Outline items for labeled areas —
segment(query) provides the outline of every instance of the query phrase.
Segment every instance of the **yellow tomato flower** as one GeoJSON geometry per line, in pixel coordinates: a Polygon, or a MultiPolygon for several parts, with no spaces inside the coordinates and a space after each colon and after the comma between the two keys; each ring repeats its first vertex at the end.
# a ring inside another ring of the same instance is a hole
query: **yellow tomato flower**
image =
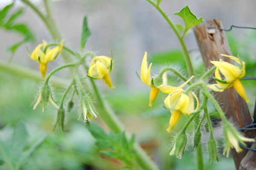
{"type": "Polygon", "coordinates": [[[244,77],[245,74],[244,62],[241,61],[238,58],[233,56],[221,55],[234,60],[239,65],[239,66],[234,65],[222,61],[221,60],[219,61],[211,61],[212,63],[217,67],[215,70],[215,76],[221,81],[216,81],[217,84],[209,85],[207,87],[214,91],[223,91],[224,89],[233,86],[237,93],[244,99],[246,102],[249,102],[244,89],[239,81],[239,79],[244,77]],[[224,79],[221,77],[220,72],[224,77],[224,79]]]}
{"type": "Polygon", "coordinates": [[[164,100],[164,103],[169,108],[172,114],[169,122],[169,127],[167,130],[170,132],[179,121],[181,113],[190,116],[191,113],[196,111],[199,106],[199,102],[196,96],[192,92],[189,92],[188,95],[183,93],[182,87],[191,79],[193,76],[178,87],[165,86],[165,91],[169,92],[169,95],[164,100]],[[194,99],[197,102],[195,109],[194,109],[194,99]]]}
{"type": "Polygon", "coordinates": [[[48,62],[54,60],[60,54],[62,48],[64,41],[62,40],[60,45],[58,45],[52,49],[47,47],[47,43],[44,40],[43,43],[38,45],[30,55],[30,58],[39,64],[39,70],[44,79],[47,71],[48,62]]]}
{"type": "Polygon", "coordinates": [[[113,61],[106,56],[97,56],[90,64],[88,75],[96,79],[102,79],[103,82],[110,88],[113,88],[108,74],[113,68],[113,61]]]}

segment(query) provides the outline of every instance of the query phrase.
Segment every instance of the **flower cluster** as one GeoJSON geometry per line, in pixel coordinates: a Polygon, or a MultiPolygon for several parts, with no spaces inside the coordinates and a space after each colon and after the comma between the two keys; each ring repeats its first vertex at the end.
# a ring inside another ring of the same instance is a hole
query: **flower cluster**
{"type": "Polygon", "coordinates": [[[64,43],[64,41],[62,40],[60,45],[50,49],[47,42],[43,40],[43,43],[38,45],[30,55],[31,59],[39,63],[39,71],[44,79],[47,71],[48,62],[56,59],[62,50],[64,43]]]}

==

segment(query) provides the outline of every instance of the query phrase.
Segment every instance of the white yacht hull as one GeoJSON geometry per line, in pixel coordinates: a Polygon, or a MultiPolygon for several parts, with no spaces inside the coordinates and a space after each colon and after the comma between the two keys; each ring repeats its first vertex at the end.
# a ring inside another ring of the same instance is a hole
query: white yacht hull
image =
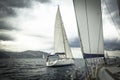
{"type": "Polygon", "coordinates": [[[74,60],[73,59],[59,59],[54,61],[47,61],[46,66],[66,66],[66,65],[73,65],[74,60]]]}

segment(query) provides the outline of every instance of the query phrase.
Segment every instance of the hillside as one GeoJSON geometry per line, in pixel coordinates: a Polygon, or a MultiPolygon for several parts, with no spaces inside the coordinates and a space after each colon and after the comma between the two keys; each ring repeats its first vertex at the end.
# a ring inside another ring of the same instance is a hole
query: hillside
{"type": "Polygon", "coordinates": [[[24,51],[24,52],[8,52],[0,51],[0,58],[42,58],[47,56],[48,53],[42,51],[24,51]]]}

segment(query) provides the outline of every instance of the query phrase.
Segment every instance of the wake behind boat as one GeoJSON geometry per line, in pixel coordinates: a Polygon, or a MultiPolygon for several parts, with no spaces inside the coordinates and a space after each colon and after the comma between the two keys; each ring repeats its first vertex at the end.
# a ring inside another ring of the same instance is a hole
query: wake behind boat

...

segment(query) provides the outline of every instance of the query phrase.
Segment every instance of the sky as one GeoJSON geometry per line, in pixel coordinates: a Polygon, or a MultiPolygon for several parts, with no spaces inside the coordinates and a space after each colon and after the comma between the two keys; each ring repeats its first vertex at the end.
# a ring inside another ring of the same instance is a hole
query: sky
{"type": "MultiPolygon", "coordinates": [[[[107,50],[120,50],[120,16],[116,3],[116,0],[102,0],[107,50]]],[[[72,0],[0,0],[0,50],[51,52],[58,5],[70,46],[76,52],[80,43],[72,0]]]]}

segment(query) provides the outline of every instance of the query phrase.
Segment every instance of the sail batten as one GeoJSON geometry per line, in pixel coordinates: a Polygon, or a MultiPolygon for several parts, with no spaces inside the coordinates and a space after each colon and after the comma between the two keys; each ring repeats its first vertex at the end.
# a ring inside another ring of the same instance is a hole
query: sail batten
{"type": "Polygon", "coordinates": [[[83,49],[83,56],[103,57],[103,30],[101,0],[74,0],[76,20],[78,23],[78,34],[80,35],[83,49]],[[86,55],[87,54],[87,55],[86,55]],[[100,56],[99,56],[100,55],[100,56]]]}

WRITTEN EXERCISE —
Find each line in the listing above that contains the word "flower", and copy those lines.

THE REPLY —
Segment every instance of the **yellow tomato flower** as one GeoJSON geometry per line, in pixel coordinates: a Polygon, or a MultiPolygon for several parts, with no spaces inside the coordinates and a space after each colon and after the comma between the two keys; each ring repeats its first vertex at the end.
query: **yellow tomato flower**
Segment every instance of the **flower cluster** as one GeoJSON geometry per line, in pixel coordinates: a Polygon, or a MultiPolygon for several parts, with no spaces inside the coordinates and a space after each colon and after the comma between the two keys; each ring repeats its first vertex at the end.
query: **flower cluster**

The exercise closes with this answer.